▸ Available data:
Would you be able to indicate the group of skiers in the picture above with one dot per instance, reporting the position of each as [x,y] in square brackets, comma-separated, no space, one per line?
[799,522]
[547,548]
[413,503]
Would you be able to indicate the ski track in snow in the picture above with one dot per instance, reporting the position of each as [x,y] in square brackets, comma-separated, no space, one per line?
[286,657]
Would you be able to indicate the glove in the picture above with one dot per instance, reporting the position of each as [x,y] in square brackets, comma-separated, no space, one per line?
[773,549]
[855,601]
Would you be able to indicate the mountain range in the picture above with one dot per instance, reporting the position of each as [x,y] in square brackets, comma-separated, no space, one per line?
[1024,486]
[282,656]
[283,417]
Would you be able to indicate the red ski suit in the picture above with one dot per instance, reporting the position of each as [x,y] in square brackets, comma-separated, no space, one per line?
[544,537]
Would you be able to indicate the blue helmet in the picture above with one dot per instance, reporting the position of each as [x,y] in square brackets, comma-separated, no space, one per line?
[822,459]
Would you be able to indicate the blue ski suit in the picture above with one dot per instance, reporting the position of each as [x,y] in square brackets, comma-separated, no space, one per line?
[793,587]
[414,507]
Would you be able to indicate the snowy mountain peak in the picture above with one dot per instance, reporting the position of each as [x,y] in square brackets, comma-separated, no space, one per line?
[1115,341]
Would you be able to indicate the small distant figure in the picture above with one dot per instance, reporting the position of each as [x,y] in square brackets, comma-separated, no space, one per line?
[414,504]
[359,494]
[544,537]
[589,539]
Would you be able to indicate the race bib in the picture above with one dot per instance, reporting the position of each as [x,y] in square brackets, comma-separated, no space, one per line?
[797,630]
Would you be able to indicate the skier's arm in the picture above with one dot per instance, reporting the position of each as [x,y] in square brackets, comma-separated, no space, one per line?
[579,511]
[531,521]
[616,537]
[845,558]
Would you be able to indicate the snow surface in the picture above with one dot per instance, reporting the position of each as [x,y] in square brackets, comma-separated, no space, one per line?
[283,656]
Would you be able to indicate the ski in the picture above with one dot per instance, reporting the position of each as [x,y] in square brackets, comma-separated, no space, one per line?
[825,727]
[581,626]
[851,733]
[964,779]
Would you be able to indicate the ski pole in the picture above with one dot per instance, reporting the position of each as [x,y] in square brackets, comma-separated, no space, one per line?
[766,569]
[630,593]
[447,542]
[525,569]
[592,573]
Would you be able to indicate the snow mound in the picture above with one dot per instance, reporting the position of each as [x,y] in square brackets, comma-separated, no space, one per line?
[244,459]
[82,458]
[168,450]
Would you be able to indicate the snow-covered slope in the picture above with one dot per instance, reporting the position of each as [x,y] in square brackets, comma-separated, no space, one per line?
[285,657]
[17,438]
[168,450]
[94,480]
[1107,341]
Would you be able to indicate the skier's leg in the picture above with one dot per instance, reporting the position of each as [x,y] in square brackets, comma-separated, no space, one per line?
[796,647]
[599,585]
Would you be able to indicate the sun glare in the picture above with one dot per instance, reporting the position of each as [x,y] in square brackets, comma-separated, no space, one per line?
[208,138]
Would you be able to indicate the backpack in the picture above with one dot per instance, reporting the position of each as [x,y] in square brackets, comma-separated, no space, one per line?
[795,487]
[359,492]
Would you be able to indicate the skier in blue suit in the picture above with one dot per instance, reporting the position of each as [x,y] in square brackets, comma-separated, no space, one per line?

▸ Task brief: Output each entry precisely as given.

▸ Written response:
Would you be able to indicate the group of skiers in the picture above with one dot per instance, reporting the position of each as [x,y] in square brackets, comma-separated, no space, one per line?
[799,522]
[547,548]
[413,503]
Would you be able to indicate the ski track in snow in the picture above with one dot per instance, reporting the position of each as [x,y] in square brackets, comma-separated, no space, one per line?
[286,657]
Would you be able to indicate the glove in the picture above with one dot per instance, reporting the position of each as [x,y] in square brackets, comma-separated, no space, one per line?
[773,549]
[855,601]
Would you be able to indicate the mountain range in the picture above with one dot per instance, reporting the position of each as [x,y] in square brackets, comma-separated, no space, one per line?
[1024,486]
[282,656]
[283,417]
Would you be able to indicate the red ski suit in the picture above with one dot per instance, reporting the position of each as [x,y] in square brackets, comma-separated, no space, one per line?
[544,537]
Would you be able to indicate the blue helmet in the picture above with one dot per instance, reporting the position of each as [x,y] in square brackets, comma-separated, no space, one per line?
[822,459]
Would you be able to indicate the blue ski suit in the picture above with one dot per instance, reporting the position of each as [x,y] in square brackets, comma-separated, no space, one per line?
[793,587]
[414,507]
Would you be able to indicate the snowy mountain peak in the picture above with one dot per instance, reporting the position of each as [x,y] in square brackets, comma-separated, no space, one per line?
[1115,341]
Would you be able to indicate the small distant figure in the picture above with one dot per instance, reporting the position of each as [x,y] in square brackets, comma-separated, no space, one per line?
[414,504]
[359,494]
[544,537]
[589,539]
Would you be able to indicate the race bib in the picture above with one dot per instance, reporting the position of each as [x,y] in square brackets, comma-separated, no space, one per line?
[797,630]
Would you be able to indicate the skier's arm in the picture above with one dot per instance, reporting the position of each as [x,y] in square brackets, comma-separated, no space, one per line?
[579,511]
[531,521]
[616,537]
[845,558]
Would you be able to indicate the snow surface in the picture above with one dot per instance, reporting the position of each as [x,y] in square brackets, comma-separated, no space, one per line?
[283,656]
Would you be able to indicate the ski in the picture above with one dot per instance, reporting the position of each as [x,y] in square brackets, comma-separated, no space, one per line?
[825,727]
[581,626]
[851,733]
[964,779]
Would you be able to indicate the ski pole in the picture above with one dot per instance, reporting the position of each as [x,y] in square brackets, comma-separated, no space, one per line?
[766,569]
[630,593]
[447,542]
[525,569]
[592,573]
Would you be able to indicate the snow mound in the picture above with one dot per instance, reporting the position of each as [x,y] in square brackets, comma-separated, no space, one per line?
[244,459]
[82,458]
[168,450]
Would you be able to indicate the snow-covered slope in the picture above with one dot per instance, reporting the position of each as [x,y] in square brackets, comma-separated, no space, one per line?
[285,657]
[17,438]
[168,450]
[94,480]
[1107,341]
Would you be able to indicate the skier's leg in the picture above with one dot per instance, reporting the position of each as [x,y] in square brackets, comma-separated, no space, one per line?
[796,647]
[599,585]
Would you be able to indicate the sun glare in the picture above with one dot per instance, reporting the position of each as [x,y] in square brackets, comma-separated, no space, one per line?
[208,138]
Would you be able to indicate the backpack in the picture above with one dot per instance, reporting the position of each as [x,y] in square brackets, comma-separated, no space, one per line?
[795,487]
[359,492]
Would you be able to indicate the skier in blue suit in the picture above with one dot per instance, reporting the position of each as [x,y] in square brackets, comma-separated, no space, one per line?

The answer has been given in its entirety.